■ GIVEN REQUEST ■
Pick out every line below that contains the word "gear", and copy each one unchanged.

** START EXTRACTED MATERIAL **

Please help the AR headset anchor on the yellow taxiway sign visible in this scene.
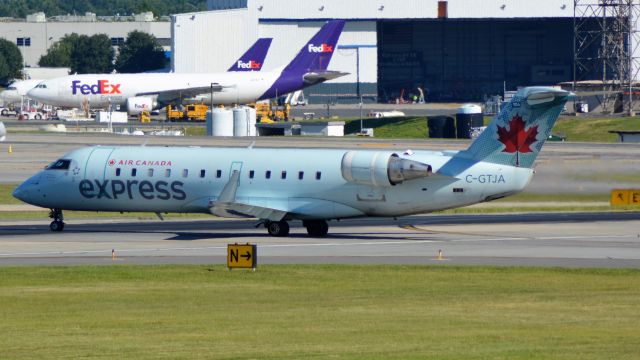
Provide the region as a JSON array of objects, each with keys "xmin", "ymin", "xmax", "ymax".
[{"xmin": 227, "ymin": 244, "xmax": 258, "ymax": 269}]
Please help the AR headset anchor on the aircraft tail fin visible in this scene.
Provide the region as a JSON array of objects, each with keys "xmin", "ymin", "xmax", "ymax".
[
  {"xmin": 227, "ymin": 38, "xmax": 273, "ymax": 72},
  {"xmin": 459, "ymin": 87, "xmax": 573, "ymax": 168},
  {"xmin": 284, "ymin": 20, "xmax": 345, "ymax": 74}
]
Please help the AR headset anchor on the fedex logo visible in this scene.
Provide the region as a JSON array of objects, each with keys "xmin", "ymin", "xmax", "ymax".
[
  {"xmin": 238, "ymin": 60, "xmax": 262, "ymax": 70},
  {"xmin": 308, "ymin": 43, "xmax": 333, "ymax": 53},
  {"xmin": 71, "ymin": 80, "xmax": 122, "ymax": 95}
]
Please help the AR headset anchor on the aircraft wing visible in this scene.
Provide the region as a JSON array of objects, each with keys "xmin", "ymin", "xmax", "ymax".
[
  {"xmin": 136, "ymin": 83, "xmax": 225, "ymax": 103},
  {"xmin": 209, "ymin": 170, "xmax": 365, "ymax": 221},
  {"xmin": 209, "ymin": 170, "xmax": 287, "ymax": 221},
  {"xmin": 302, "ymin": 70, "xmax": 349, "ymax": 85}
]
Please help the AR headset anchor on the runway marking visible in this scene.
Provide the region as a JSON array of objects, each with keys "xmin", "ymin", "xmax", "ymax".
[{"xmin": 0, "ymin": 235, "xmax": 637, "ymax": 257}]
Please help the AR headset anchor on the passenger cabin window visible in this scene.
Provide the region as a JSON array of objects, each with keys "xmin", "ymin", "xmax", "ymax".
[{"xmin": 47, "ymin": 159, "xmax": 71, "ymax": 170}]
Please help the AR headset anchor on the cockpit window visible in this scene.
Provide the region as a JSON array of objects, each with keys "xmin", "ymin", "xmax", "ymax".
[{"xmin": 47, "ymin": 159, "xmax": 71, "ymax": 170}]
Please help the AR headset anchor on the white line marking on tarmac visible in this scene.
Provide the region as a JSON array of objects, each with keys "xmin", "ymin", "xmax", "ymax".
[{"xmin": 0, "ymin": 235, "xmax": 637, "ymax": 257}]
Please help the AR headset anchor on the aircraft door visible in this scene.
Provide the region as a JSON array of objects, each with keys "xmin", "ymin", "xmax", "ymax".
[{"xmin": 84, "ymin": 147, "xmax": 113, "ymax": 180}]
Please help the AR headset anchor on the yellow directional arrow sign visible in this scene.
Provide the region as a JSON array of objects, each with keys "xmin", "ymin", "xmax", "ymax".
[
  {"xmin": 611, "ymin": 189, "xmax": 640, "ymax": 206},
  {"xmin": 227, "ymin": 244, "xmax": 258, "ymax": 269}
]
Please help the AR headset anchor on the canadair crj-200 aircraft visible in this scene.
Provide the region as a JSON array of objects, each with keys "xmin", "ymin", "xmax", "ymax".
[
  {"xmin": 28, "ymin": 20, "xmax": 346, "ymax": 115},
  {"xmin": 13, "ymin": 87, "xmax": 571, "ymax": 237}
]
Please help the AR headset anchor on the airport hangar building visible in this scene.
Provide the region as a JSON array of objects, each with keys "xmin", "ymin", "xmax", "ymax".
[{"xmin": 171, "ymin": 0, "xmax": 574, "ymax": 103}]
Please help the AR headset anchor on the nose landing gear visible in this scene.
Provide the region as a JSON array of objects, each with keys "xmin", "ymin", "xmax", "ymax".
[
  {"xmin": 49, "ymin": 209, "xmax": 64, "ymax": 231},
  {"xmin": 264, "ymin": 220, "xmax": 289, "ymax": 237}
]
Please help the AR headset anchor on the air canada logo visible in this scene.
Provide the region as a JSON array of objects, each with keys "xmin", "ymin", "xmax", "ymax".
[
  {"xmin": 308, "ymin": 43, "xmax": 333, "ymax": 53},
  {"xmin": 498, "ymin": 115, "xmax": 538, "ymax": 153},
  {"xmin": 108, "ymin": 159, "xmax": 173, "ymax": 166}
]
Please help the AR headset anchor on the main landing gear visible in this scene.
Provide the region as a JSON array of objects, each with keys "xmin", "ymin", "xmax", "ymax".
[
  {"xmin": 49, "ymin": 209, "xmax": 64, "ymax": 231},
  {"xmin": 264, "ymin": 220, "xmax": 329, "ymax": 237},
  {"xmin": 302, "ymin": 220, "xmax": 329, "ymax": 237}
]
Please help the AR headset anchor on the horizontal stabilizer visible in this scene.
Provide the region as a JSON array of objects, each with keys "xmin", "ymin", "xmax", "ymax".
[
  {"xmin": 136, "ymin": 83, "xmax": 225, "ymax": 104},
  {"xmin": 302, "ymin": 70, "xmax": 349, "ymax": 86}
]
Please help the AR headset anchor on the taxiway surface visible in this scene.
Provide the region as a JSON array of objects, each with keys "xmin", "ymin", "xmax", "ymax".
[{"xmin": 0, "ymin": 213, "xmax": 640, "ymax": 268}]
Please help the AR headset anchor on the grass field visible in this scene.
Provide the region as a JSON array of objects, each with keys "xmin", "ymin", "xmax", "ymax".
[{"xmin": 0, "ymin": 265, "xmax": 640, "ymax": 359}]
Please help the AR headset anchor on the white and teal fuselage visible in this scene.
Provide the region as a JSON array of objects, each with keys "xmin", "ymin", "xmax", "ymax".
[
  {"xmin": 14, "ymin": 88, "xmax": 571, "ymax": 236},
  {"xmin": 19, "ymin": 146, "xmax": 533, "ymax": 219}
]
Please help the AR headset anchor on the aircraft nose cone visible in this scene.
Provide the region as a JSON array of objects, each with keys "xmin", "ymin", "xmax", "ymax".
[
  {"xmin": 27, "ymin": 89, "xmax": 38, "ymax": 100},
  {"xmin": 13, "ymin": 185, "xmax": 30, "ymax": 203}
]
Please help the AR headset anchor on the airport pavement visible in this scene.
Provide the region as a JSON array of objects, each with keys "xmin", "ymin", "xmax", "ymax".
[{"xmin": 0, "ymin": 213, "xmax": 640, "ymax": 268}]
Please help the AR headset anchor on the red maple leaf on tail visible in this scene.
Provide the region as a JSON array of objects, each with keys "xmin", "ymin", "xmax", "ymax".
[{"xmin": 498, "ymin": 115, "xmax": 538, "ymax": 153}]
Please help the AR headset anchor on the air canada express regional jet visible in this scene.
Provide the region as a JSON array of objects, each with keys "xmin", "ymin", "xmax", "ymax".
[{"xmin": 13, "ymin": 87, "xmax": 572, "ymax": 237}]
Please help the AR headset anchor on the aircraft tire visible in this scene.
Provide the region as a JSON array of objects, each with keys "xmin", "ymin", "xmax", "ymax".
[
  {"xmin": 303, "ymin": 220, "xmax": 329, "ymax": 237},
  {"xmin": 267, "ymin": 221, "xmax": 289, "ymax": 237},
  {"xmin": 49, "ymin": 221, "xmax": 64, "ymax": 231}
]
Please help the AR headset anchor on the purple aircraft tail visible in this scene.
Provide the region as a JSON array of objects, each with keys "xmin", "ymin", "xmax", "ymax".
[
  {"xmin": 227, "ymin": 38, "xmax": 273, "ymax": 71},
  {"xmin": 284, "ymin": 20, "xmax": 345, "ymax": 74},
  {"xmin": 259, "ymin": 20, "xmax": 347, "ymax": 100}
]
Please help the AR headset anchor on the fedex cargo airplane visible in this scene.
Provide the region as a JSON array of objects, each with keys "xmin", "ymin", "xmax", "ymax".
[
  {"xmin": 0, "ymin": 79, "xmax": 42, "ymax": 107},
  {"xmin": 0, "ymin": 38, "xmax": 273, "ymax": 109},
  {"xmin": 28, "ymin": 20, "xmax": 345, "ymax": 114},
  {"xmin": 13, "ymin": 87, "xmax": 572, "ymax": 237}
]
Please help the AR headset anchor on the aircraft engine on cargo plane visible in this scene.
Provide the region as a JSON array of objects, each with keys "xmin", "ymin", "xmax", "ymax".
[
  {"xmin": 127, "ymin": 96, "xmax": 157, "ymax": 115},
  {"xmin": 341, "ymin": 151, "xmax": 432, "ymax": 186}
]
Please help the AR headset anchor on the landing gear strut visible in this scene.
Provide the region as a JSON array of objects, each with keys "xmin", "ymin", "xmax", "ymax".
[
  {"xmin": 302, "ymin": 220, "xmax": 329, "ymax": 237},
  {"xmin": 49, "ymin": 209, "xmax": 64, "ymax": 231},
  {"xmin": 264, "ymin": 220, "xmax": 289, "ymax": 237}
]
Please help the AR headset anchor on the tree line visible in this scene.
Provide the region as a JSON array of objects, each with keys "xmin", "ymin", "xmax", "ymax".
[
  {"xmin": 0, "ymin": 30, "xmax": 168, "ymax": 84},
  {"xmin": 0, "ymin": 0, "xmax": 206, "ymax": 18}
]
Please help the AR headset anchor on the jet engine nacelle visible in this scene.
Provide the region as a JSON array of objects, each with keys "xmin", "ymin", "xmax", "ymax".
[
  {"xmin": 341, "ymin": 151, "xmax": 432, "ymax": 186},
  {"xmin": 127, "ymin": 96, "xmax": 157, "ymax": 115}
]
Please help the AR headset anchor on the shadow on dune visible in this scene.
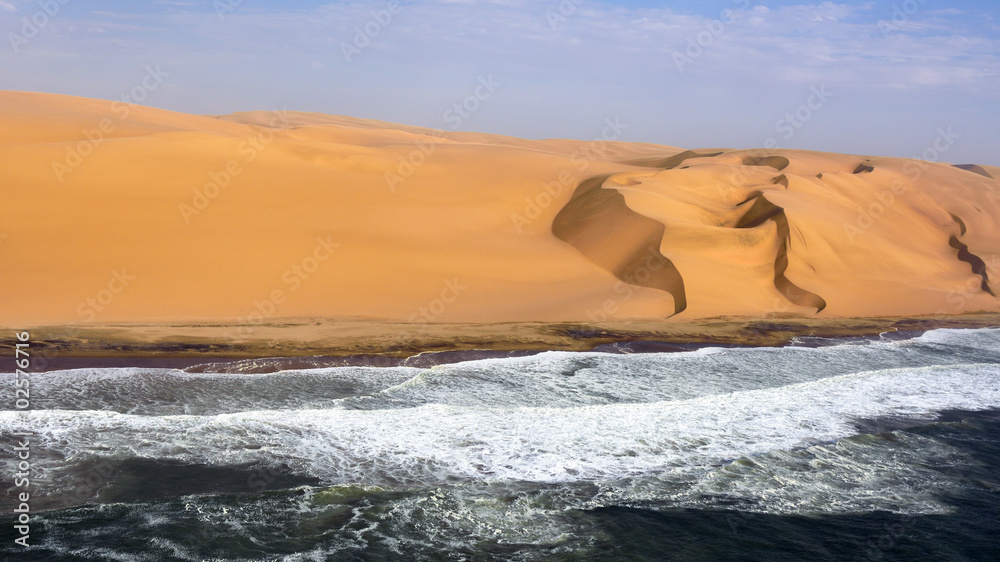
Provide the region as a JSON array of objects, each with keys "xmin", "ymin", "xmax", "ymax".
[
  {"xmin": 736, "ymin": 191, "xmax": 826, "ymax": 312},
  {"xmin": 552, "ymin": 175, "xmax": 687, "ymax": 314},
  {"xmin": 948, "ymin": 214, "xmax": 996, "ymax": 297}
]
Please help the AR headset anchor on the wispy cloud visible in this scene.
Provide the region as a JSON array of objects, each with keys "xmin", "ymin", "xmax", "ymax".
[{"xmin": 0, "ymin": 0, "xmax": 1000, "ymax": 163}]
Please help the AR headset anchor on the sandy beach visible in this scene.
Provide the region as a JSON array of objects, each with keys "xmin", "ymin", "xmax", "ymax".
[{"xmin": 0, "ymin": 92, "xmax": 1000, "ymax": 332}]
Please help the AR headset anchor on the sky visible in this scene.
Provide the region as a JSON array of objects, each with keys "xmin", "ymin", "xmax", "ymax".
[{"xmin": 0, "ymin": 0, "xmax": 1000, "ymax": 165}]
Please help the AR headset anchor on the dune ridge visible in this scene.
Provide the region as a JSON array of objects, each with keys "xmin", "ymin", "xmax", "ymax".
[{"xmin": 0, "ymin": 91, "xmax": 1000, "ymax": 324}]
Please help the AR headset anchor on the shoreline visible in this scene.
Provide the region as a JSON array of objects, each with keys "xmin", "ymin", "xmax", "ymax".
[{"xmin": 0, "ymin": 313, "xmax": 1000, "ymax": 371}]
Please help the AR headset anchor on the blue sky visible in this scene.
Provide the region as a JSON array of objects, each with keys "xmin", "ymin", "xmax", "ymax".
[{"xmin": 0, "ymin": 0, "xmax": 1000, "ymax": 165}]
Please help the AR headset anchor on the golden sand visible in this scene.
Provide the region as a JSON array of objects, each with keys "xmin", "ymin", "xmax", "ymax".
[{"xmin": 0, "ymin": 92, "xmax": 1000, "ymax": 328}]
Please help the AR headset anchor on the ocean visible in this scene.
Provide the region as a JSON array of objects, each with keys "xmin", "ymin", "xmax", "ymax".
[{"xmin": 0, "ymin": 329, "xmax": 1000, "ymax": 561}]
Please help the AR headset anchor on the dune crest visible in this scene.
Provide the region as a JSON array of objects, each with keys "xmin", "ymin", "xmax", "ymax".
[{"xmin": 0, "ymin": 92, "xmax": 1000, "ymax": 322}]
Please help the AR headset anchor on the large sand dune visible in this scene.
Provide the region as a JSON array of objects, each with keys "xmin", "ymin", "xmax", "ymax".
[{"xmin": 0, "ymin": 92, "xmax": 1000, "ymax": 325}]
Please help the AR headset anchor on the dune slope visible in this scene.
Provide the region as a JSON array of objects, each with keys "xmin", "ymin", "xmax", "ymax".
[{"xmin": 0, "ymin": 92, "xmax": 1000, "ymax": 326}]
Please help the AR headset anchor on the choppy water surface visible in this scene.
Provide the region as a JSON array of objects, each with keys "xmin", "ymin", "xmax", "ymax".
[{"xmin": 0, "ymin": 329, "xmax": 1000, "ymax": 560}]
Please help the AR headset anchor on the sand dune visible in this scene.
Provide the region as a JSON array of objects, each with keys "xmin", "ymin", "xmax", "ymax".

** END EXTRACTED MATERIAL **

■ THE REPLY ■
Please help the AR headset anchor on the nose landing gear visible in this scene.
Please help the AR headset anchor on the main landing gear visible in this scene.
Please help the AR headset anchor on the landing gear strut visible in this scene.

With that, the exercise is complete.